Rows of bounding-box annotation data:

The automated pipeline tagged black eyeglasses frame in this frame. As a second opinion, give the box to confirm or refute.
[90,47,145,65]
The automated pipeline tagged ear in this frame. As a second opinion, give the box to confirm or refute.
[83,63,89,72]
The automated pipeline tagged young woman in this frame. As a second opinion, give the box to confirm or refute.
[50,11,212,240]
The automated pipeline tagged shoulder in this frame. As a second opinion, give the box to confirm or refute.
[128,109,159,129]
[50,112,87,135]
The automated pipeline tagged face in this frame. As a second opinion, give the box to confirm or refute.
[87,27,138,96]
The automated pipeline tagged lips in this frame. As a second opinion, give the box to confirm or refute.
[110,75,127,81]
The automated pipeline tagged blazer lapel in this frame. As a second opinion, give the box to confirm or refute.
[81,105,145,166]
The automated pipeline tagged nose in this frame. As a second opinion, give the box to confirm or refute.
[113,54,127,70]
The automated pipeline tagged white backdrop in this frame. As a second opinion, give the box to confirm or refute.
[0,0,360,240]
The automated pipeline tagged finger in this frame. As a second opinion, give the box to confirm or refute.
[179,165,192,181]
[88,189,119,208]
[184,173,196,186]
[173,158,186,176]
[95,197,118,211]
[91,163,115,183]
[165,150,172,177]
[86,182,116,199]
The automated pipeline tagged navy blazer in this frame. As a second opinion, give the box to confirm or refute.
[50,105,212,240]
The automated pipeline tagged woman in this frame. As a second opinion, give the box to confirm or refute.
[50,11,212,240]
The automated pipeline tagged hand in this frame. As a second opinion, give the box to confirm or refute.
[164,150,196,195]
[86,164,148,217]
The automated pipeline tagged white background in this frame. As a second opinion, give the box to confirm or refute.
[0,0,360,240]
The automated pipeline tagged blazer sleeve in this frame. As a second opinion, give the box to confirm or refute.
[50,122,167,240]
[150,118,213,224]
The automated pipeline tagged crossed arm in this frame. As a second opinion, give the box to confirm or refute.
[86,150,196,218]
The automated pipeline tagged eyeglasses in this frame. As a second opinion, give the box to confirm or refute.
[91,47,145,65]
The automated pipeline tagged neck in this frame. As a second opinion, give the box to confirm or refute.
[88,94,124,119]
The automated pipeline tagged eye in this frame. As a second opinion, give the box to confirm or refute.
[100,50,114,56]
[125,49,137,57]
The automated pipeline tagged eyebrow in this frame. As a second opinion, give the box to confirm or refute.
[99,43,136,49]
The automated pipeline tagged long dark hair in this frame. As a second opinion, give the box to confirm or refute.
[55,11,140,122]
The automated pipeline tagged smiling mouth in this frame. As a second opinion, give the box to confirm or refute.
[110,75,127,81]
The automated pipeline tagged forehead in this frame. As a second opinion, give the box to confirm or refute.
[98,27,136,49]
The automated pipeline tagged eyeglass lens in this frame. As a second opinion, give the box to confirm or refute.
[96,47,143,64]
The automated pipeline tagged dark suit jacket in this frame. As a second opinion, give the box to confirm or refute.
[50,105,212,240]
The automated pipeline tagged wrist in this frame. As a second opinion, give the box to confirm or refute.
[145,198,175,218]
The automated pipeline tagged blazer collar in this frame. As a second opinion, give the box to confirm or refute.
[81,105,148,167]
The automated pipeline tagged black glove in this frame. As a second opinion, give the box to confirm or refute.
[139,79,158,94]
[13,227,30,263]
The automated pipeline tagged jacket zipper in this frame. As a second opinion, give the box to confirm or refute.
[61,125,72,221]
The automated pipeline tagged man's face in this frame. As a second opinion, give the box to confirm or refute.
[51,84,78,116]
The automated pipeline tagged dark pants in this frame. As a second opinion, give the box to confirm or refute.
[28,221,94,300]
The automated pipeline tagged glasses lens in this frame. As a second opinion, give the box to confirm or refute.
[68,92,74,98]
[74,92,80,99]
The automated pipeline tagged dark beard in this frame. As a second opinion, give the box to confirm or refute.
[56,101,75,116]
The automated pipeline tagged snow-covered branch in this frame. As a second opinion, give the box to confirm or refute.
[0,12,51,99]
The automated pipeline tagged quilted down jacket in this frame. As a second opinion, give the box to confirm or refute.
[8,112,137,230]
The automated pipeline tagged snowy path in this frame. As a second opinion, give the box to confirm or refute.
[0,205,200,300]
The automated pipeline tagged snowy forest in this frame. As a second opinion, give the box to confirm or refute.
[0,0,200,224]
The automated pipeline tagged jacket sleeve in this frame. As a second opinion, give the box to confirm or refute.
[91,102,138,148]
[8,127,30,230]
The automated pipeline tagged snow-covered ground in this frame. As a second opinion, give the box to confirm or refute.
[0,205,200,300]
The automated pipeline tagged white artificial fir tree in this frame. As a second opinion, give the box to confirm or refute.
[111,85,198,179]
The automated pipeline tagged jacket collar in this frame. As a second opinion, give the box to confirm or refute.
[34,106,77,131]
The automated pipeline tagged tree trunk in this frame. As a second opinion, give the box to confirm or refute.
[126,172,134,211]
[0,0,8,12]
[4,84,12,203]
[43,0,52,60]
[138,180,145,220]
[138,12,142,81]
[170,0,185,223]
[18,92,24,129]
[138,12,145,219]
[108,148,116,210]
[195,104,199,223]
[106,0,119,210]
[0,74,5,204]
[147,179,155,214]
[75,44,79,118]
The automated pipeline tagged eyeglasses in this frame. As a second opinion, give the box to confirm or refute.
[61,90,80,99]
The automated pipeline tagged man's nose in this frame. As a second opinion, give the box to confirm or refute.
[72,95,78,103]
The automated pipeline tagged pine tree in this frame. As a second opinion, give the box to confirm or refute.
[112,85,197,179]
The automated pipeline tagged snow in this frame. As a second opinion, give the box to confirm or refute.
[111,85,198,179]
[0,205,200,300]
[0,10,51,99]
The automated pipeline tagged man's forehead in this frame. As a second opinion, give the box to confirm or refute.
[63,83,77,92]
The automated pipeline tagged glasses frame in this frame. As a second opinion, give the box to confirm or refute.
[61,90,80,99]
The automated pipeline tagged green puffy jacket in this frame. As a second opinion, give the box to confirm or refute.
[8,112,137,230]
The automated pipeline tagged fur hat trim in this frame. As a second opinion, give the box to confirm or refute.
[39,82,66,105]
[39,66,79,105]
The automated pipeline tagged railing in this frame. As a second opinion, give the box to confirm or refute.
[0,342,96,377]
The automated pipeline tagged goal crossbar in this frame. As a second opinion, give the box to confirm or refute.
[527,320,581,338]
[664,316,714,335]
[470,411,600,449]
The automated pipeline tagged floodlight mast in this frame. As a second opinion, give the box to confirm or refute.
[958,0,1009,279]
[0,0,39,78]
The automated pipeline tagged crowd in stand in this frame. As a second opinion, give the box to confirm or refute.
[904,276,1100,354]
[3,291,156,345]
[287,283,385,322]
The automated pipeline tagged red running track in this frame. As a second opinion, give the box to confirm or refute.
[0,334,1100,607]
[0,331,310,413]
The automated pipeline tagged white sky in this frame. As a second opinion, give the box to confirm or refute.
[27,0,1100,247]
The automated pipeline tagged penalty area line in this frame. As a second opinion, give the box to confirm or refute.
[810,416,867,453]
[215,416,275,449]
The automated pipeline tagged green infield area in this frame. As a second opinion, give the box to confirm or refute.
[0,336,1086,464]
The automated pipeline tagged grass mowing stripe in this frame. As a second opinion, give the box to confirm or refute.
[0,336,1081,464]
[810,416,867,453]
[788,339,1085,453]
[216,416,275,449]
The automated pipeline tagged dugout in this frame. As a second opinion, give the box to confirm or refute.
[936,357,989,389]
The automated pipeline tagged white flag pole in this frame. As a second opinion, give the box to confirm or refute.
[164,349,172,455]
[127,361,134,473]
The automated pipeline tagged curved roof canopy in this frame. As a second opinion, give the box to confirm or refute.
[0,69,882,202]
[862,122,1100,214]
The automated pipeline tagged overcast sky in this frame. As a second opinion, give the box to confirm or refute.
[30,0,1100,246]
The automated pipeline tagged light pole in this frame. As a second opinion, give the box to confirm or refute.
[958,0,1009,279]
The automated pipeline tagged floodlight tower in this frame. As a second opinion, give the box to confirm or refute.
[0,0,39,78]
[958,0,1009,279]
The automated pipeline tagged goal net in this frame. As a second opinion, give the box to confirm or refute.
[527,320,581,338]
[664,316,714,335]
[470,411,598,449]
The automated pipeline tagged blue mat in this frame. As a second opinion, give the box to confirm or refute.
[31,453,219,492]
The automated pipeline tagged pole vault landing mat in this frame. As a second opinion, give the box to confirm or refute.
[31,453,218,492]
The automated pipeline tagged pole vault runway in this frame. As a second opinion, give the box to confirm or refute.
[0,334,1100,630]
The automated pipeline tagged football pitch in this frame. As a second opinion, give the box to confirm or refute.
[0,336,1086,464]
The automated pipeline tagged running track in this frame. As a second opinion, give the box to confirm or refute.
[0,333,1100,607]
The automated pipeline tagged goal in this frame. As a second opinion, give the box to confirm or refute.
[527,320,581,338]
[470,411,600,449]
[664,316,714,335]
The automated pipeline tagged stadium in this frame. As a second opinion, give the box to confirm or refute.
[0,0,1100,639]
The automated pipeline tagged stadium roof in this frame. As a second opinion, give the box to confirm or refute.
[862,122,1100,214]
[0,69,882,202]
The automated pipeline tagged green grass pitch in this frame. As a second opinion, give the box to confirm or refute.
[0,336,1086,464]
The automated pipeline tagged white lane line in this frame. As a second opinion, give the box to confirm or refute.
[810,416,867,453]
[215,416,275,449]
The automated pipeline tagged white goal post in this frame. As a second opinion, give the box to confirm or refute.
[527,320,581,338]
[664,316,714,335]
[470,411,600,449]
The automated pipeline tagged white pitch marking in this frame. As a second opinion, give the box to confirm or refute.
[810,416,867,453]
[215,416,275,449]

OBJECTIVE
Please write out the listing word for word, starting at its first line and stopping after the line that contains "[83,63,89,72]".

FULL ANSWER
The automated pipeline tagged black eyeglasses frame in this frame. As a second opinion, give the box to confirm or refute.
[90,47,145,65]
The automated pipeline tagged ear in this frame. As a second opinion, give the box to confirm or refute.
[83,63,89,72]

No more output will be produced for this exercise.